WHAT YOU NEED TO DO =
- 1) Read the sbopkg discussion below and decide whether each statement agrees with it, answering yes or no and quoting the words that settle it. (a) The first "View READMEs" run with 0.38.2 on all installed SBos took 39 seconds. (b) The READMES/INFOS files are explicitly deleted at the end of view_readmes(). (c) Testing 0.38.2 requires setting sbopkg.conf to 15.0.
- 2) Answer these questions from the sbopkg discussion below:
(a) Which package did the writer start out on?
(b) How many installed SBos are on the writer's system?
(c) What command was run before each test to try to make the directory cache cold?

I started out on the sbopkg-0.38.1-noarch package from slackware64-current, and that one was slow for me. You're right that after the first view_readmes() operation the local repository will be in the filesystem cache, and subsequent calls will be faster for a while. However, eventually the repo directory will be evicted from the cache (maybe even by a long build process) and view_readmes() will slow down again because it regenerates the temporary index files every time it is called. (Note also that my wildcard expansion approach benefits from the directories being cached just as much as the find does.)

One alternative would be to not regenerate the READMES/INFOS files if they already exist, and just delete them when the repo is re-synced. That might have been the original intent, since they're not explicitly deleted at the end of view_readmes(). That could be the highest-performance option for users who invoke view_readmes() a lot, but creates some hassle for those who manually tweak their repositories (e.g. adding their own local SlackBuilds) between repo_sync() operations. I don't think it's worth the tradeoff, but making the index files persistent seems like the only way to justify building a full index of README/.info files for every package when only a few at a time are actually being sought.

willysr commented 2 years ago

0.38.1 is very old compared to master can you test with this one? https://sbopkg.org/test/sbopkg-0.38.2-noarch-1_wsr.tgz you need to change the sbopkg.conf to master instead of 15.0 since the repo doesn't exist yet

spillner commented 2 years ago

Just tested; you're right that it has a lot to do with the filesystem cache. I ran sync && echo 3 > /proc/sys/vm/drop_caches before each test to try to ensure the directory cache was cold, but I still didn't get perfectly repeatable results.

My very first test of the sequence was with your 0.38.2, where I measured 39 seconds to run the first "View READMEs" on the list of all installed SBos (399 on my system), and about 1 second for each subsequent run. With the cache still warm, I also manually built a queue of ten packages, and "View READMEs" on the queue also took about one second.

I then flushed the cache and tested my version and I got 9 seconds to run the first "View READMEs" on the list of all installed SBos, and 1-2 seconds for subsequent runs. For the manual queue of ten packages, it completes instantaneously.

DATA EXTRACT =
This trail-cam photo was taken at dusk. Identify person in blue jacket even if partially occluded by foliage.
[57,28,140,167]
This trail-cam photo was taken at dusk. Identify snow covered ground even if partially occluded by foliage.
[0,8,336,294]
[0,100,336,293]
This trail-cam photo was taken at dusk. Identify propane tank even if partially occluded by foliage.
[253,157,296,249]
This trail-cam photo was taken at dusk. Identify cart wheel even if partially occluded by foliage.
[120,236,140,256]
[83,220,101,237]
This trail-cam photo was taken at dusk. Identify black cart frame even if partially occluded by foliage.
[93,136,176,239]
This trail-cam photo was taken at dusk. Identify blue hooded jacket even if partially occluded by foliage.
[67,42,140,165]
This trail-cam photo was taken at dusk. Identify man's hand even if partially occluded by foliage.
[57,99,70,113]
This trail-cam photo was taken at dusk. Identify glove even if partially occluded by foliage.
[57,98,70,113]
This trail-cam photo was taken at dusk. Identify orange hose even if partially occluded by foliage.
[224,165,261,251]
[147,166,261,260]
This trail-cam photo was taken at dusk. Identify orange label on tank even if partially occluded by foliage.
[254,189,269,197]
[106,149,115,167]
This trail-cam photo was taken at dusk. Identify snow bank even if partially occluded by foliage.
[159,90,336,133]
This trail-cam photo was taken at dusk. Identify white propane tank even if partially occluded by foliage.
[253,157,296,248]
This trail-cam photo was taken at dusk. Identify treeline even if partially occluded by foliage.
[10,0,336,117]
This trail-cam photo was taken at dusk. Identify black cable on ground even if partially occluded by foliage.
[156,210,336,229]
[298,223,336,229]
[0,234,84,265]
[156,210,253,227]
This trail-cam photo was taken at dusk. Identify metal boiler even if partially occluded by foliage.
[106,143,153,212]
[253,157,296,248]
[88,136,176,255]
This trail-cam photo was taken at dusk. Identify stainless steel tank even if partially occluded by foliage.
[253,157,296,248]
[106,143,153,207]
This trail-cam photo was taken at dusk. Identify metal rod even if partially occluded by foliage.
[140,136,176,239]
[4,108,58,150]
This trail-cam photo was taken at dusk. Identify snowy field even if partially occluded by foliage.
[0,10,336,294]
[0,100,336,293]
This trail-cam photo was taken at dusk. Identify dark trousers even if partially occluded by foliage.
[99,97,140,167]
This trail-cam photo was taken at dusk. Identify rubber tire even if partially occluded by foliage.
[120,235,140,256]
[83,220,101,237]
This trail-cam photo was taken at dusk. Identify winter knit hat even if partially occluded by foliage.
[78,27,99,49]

EXERCISE ANSWERS =
- 1)
(a) Yes: "I measured 39 seconds to run the first"
(b) No: "they're not explicitly deleted at the end of view_readmes()"
(c) No: "you need to change the sbopkg.conf to master instead of 15.0"

- 2)
(a) The sbopkg-0.38.1-noarch package from slackware64-current.
(b) 399.
(c) sync && echo 3 > /proc/sys/vm/drop_caches